§ **ACTION ITEM**:
For each line of the listing that contains "segmentation", make a copy and return it.

§ **EXTRACTED INFORMATION**:
= = = = =

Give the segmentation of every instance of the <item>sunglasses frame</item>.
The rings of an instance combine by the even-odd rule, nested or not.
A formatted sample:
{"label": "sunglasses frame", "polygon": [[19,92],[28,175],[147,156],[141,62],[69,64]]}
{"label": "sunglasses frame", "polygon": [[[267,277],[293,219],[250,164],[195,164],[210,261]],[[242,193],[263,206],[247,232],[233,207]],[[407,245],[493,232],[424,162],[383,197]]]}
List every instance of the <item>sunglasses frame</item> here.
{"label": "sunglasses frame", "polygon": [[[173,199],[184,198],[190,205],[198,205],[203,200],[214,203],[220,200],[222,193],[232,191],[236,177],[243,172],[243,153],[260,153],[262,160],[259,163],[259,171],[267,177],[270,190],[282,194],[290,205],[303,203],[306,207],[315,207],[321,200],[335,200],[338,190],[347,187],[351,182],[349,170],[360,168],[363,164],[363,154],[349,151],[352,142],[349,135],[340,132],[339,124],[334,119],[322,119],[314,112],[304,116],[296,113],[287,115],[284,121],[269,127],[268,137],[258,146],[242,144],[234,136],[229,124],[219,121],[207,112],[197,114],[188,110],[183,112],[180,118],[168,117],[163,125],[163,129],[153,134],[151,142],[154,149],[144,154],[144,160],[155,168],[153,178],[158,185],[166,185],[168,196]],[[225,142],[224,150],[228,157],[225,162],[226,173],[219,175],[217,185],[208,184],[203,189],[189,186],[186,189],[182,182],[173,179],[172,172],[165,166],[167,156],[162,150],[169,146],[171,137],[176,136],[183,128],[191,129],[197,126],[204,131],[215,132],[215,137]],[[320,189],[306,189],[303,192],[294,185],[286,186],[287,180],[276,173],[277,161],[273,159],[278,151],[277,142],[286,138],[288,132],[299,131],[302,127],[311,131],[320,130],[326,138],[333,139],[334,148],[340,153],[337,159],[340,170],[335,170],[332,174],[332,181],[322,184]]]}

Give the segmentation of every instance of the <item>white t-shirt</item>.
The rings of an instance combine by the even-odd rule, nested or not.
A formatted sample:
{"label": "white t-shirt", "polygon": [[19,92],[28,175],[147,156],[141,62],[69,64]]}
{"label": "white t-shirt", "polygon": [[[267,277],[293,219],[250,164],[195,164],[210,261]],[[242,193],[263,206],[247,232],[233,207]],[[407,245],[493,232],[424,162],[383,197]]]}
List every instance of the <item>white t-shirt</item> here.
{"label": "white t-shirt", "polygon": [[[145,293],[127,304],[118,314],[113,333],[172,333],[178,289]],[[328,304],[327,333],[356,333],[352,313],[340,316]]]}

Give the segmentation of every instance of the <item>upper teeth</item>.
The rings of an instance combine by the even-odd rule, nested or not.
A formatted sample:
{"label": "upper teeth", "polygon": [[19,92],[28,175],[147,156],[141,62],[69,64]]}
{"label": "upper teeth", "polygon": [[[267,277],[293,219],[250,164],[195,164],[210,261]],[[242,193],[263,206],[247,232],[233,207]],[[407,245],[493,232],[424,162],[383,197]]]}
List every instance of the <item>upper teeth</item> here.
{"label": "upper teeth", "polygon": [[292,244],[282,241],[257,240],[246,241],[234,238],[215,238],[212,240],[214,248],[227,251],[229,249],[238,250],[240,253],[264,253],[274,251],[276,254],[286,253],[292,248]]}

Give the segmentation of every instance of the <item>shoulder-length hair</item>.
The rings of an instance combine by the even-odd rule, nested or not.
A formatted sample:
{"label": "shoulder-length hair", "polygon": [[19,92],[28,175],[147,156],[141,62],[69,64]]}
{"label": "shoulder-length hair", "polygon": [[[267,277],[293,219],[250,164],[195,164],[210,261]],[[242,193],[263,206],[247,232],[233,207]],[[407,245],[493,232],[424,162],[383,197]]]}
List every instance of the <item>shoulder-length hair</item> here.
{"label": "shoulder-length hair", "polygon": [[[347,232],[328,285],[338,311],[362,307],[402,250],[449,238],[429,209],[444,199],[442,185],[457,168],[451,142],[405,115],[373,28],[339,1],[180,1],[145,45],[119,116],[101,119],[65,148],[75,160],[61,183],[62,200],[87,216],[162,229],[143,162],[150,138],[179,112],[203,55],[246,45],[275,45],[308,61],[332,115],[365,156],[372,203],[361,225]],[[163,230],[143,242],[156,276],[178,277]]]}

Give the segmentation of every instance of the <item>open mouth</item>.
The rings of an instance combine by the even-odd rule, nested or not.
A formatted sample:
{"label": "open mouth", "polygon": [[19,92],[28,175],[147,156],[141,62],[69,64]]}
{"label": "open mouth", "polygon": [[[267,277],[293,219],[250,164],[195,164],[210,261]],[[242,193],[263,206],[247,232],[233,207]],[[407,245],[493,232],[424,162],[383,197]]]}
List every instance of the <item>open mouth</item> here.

= = = = =

§ **WRITTEN ANSWER**:
Give the segmentation of every instance of the <item>sunglasses frame</item>.
Give the segmentation of every instance of the <item>white t-shirt</item>.
Give the segmentation of every instance of the <item>upper teeth</item>.
Give the segmentation of every instance of the <item>shoulder-length hair</item>.
Give the segmentation of every instance of the <item>open mouth</item>.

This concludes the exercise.